[Region labeling items]
"""

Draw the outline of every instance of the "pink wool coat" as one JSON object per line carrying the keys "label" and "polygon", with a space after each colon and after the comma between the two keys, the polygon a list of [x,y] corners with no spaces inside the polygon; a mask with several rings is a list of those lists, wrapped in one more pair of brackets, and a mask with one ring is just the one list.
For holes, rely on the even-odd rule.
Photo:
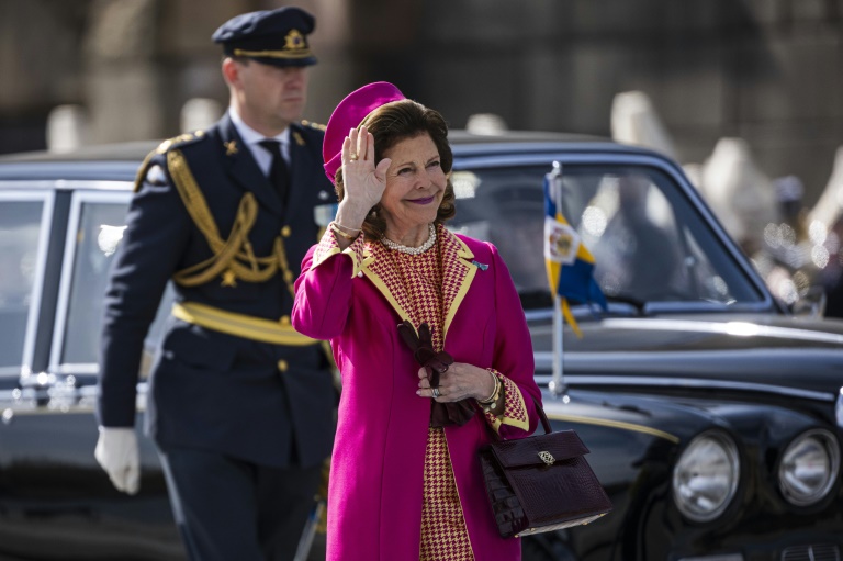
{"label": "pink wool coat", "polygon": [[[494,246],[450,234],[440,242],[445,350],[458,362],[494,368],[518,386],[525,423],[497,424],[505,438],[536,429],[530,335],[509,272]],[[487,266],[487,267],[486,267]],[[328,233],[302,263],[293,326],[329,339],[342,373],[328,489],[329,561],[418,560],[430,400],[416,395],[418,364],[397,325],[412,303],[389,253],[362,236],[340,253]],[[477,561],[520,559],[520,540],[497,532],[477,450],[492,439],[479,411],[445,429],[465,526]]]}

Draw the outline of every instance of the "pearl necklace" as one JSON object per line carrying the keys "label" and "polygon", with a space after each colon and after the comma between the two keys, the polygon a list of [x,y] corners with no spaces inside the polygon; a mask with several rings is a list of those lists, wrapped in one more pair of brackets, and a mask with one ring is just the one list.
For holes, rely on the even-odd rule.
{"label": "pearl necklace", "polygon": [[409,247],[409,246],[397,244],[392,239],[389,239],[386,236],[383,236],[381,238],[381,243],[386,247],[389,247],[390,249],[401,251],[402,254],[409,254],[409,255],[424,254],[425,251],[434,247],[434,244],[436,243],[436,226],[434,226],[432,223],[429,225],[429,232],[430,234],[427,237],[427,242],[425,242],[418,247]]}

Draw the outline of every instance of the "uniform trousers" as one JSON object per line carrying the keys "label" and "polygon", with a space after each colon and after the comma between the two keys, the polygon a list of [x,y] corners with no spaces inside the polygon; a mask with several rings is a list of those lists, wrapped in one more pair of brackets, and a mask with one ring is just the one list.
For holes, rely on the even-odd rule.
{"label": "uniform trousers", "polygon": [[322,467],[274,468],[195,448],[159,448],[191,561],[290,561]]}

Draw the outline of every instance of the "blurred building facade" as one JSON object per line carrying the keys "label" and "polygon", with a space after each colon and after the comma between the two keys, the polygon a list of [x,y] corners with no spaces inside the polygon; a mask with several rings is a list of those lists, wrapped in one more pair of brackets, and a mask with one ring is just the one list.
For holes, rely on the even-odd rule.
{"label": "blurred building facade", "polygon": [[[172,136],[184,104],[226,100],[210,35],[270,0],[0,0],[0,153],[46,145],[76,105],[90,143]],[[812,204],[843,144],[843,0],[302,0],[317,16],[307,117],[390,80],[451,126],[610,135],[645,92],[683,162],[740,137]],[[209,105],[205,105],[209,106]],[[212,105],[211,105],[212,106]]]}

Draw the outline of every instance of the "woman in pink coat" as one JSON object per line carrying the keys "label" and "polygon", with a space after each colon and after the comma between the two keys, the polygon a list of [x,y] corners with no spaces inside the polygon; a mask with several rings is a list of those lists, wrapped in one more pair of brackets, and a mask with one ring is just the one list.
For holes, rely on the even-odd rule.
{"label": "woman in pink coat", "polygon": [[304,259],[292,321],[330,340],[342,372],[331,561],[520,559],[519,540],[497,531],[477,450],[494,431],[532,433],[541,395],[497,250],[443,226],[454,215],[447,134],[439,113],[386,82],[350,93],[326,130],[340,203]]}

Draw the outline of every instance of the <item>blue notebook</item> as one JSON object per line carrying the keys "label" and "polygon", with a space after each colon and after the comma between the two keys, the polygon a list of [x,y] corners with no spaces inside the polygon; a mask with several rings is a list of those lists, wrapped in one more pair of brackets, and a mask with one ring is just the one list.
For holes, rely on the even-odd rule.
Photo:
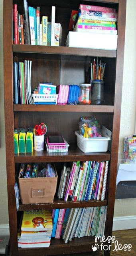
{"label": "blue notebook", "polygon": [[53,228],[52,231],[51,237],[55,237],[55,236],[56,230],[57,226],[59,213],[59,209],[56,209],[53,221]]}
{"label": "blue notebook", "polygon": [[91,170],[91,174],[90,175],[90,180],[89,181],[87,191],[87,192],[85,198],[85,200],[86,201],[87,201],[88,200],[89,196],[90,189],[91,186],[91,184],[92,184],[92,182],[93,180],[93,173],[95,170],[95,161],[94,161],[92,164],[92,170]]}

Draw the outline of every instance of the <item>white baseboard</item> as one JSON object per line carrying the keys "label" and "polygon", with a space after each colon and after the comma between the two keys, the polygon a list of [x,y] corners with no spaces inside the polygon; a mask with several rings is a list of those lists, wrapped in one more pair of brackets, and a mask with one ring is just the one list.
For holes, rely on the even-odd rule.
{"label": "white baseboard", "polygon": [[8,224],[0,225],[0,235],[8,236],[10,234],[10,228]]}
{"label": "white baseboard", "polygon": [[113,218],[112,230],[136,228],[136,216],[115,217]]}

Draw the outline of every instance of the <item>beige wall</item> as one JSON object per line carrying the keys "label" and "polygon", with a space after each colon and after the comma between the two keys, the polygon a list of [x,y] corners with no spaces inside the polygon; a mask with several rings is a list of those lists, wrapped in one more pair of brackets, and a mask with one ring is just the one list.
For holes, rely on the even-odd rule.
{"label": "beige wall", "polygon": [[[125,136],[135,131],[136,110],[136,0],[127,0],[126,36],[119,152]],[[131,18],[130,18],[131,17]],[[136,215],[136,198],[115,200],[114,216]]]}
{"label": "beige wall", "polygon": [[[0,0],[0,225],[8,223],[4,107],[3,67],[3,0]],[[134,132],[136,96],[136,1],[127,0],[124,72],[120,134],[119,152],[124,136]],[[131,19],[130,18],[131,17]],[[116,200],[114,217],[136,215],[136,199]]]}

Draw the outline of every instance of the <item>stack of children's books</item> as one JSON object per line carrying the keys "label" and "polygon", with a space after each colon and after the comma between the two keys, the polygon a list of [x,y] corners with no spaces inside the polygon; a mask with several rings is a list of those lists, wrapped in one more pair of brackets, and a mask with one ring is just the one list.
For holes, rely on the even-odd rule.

"""

### WHAT YOU HAVE TO DO
Put every line of the records above into a JSON list of strings, one string per line, and skip blank lines. Leave the pictures out of the list.

### EXERCISE SOLUTION
[
  "Draw the outline of every instance of the \"pink wool coat\" as one JSON object per line carrying the keys \"label\" and \"polygon\", with a space after each colon and after the comma between the two keys, the polygon a list of [x,y] corners with no spaces inside the polygon; a mask with several rings is a list of those lists, wrapped in one more pair of brackets, and a mask with one ring is just the one list.",
  "For holes, rely on the even-odd rule.",
  "Photo:",
  "{\"label\": \"pink wool coat\", \"polygon\": [[[494,246],[450,234],[440,242],[445,350],[458,362],[494,368],[518,386],[525,423],[497,424],[505,438],[536,429],[530,335],[509,272]],[[487,266],[487,267],[486,267]],[[328,233],[302,263],[293,326],[329,339],[342,373],[328,489],[329,561],[418,560],[430,400],[416,395],[418,364],[397,325],[412,303],[389,253],[362,236],[340,253]],[[477,561],[520,559],[520,540],[497,532],[477,450],[492,439],[479,411],[445,429],[465,526]]]}",
  "Draw the outline of every instance of the \"pearl necklace\" as one JSON object per line carrying the keys \"label\" and \"polygon\", with a space after each colon and after the comma between the two keys, the polygon a list of [x,y] corners with no spaces inside the polygon; a mask with several rings is a list of those lists, wrapped in one more pair of brackets, and a mask with one ring is just the one list.",
  "For holes, rely on the even-odd rule.",
  "{\"label\": \"pearl necklace\", \"polygon\": [[409,247],[409,246],[397,244],[392,239],[389,239],[386,236],[383,236],[381,238],[381,243],[386,247],[389,247],[390,249],[401,251],[402,254],[409,254],[409,255],[424,254],[425,251],[434,247],[434,244],[436,243],[436,226],[434,226],[432,223],[429,225],[429,232],[430,234],[427,237],[427,242],[425,242],[418,247]]}",
  "Draw the outline of every instance of the \"uniform trousers\" as one JSON object per line carrying the keys \"label\" and \"polygon\", with a space after each colon and after the comma between the two keys, the polygon a list of [x,y] corners with no spaces inside the polygon; a mask with several rings is a list of those lists, wrapped in one more pair of brackets, and a mask with one ring is just the one list.",
  "For holes, rely on the even-odd rule.",
  "{\"label\": \"uniform trousers\", \"polygon\": [[322,467],[274,468],[195,448],[159,448],[191,561],[290,561]]}",
  "Draw the outline of every instance of the \"blurred building facade\" as one JSON object per line carrying the keys \"label\" and \"polygon\", with a space after each colon and after the comma between the two keys, the polygon a list of [x,y] corners with no spaces inside the polygon; a mask with several rings is a list of those lists, wrapped in one more pair of brackets, and a mask with one ring is just the one list.",
  "For holes, rely on the even-odd rule.",
  "{\"label\": \"blurred building facade\", \"polygon\": [[[172,136],[184,104],[226,100],[210,35],[270,0],[0,0],[0,153],[46,145],[76,105],[90,143]],[[812,204],[843,144],[843,0],[302,0],[317,16],[307,117],[390,80],[451,126],[610,135],[645,92],[683,162],[740,137]],[[209,105],[205,105],[209,106]],[[212,105],[211,105],[212,106]]]}",
  "Draw the outline of every instance of the \"woman in pink coat\" as one JSON object per line carrying the keys \"label\" and \"polygon\", with a space after each colon and after the comma between the two keys, the polygon a list of [x,y] corners with no spaces inside the polygon; a mask with several rings is a list of those lists, wrapped in one more pair of brackets, and a mask with one ring is just the one list.",
  "For holes, rely on the even-odd rule.",
  "{\"label\": \"woman in pink coat\", \"polygon\": [[304,259],[292,321],[330,340],[342,372],[331,561],[520,559],[519,540],[497,531],[477,450],[494,431],[532,433],[541,395],[497,250],[443,226],[454,215],[447,134],[439,113],[386,82],[350,93],[326,130],[340,203]]}",
  "Draw the outline of every instance of the <item>blue notebook</item> as one JSON object per line carrying the keys \"label\" and \"polygon\", with a space after each colon and after the comma between the two keys, the polygon a list of [x,y] corners with no spaces inside the polygon; a mask with several rings is a list of those lists, wrapped in one more pair of brackets, and a mask with one ring is just the one list.",
  "For holes, rely on the even-odd rule.",
  "Photo:",
  "{\"label\": \"blue notebook\", \"polygon\": [[53,228],[52,231],[51,237],[55,237],[55,236],[56,230],[57,226],[59,213],[59,209],[56,209],[53,221]]}",
  "{\"label\": \"blue notebook\", \"polygon\": [[91,170],[91,174],[90,175],[90,180],[89,181],[87,191],[87,192],[85,198],[85,200],[86,201],[87,201],[88,200],[89,196],[90,189],[91,186],[91,184],[92,184],[92,182],[93,180],[93,173],[95,170],[95,161],[94,161],[92,164],[92,170]]}",
  "Draw the outline of every instance of the <item>white baseboard</item> as one JSON object per line carrying the keys \"label\" and \"polygon\", with a space after each colon and after the comma between the two keys, the polygon a list of [x,y] corners with no spaces inside the polygon; a mask with several rings is a list of those lists, wrapped in one more pair of brackets, and a mask with one ring is just the one list.",
  "For holes, rely on the even-odd rule.",
  "{\"label\": \"white baseboard\", \"polygon\": [[8,224],[0,225],[0,235],[8,236],[10,234],[10,228]]}",
  "{\"label\": \"white baseboard\", \"polygon\": [[113,218],[112,230],[136,228],[136,216],[115,217]]}",
  "Draw the outline of every instance of the <item>beige wall</item> as one JSON object per line carrying the keys \"label\" and \"polygon\", with a space after each colon and after the comma between the two keys, the polygon a list of [x,y] corners with no spaces inside the polygon; a mask with several rings is a list of those lists, wrapped in one more pair of brackets, and a mask with one ring is just the one list.",
  "For holes, rely on the even-odd rule.",
  "{\"label\": \"beige wall\", \"polygon\": [[[125,136],[135,131],[136,110],[136,0],[127,0],[126,36],[119,152]],[[131,18],[130,18],[131,17]],[[136,215],[136,198],[115,200],[114,216]]]}",
  "{\"label\": \"beige wall\", \"polygon\": [[[0,0],[0,225],[8,223],[4,107],[3,67],[3,0]],[[134,132],[136,96],[136,1],[127,0],[124,72],[120,134],[119,152],[124,136]],[[131,19],[130,18],[131,17]],[[116,200],[114,217],[136,215],[136,199]]]}",
  "Draw the outline of every instance of the <item>stack of children's books</item> as one JSON object per line carrying the keys \"label\" and \"polygon\", with a space after each colon and after the comma between the two keys, the polygon a list of [x,y] corners with no spaces inside the polygon; a mask with several rings is a list of those lists, wrapped in one more pair of brackets, and a mask with one ring is just the one list.",
  "For holes, rely on the even-odd rule."
]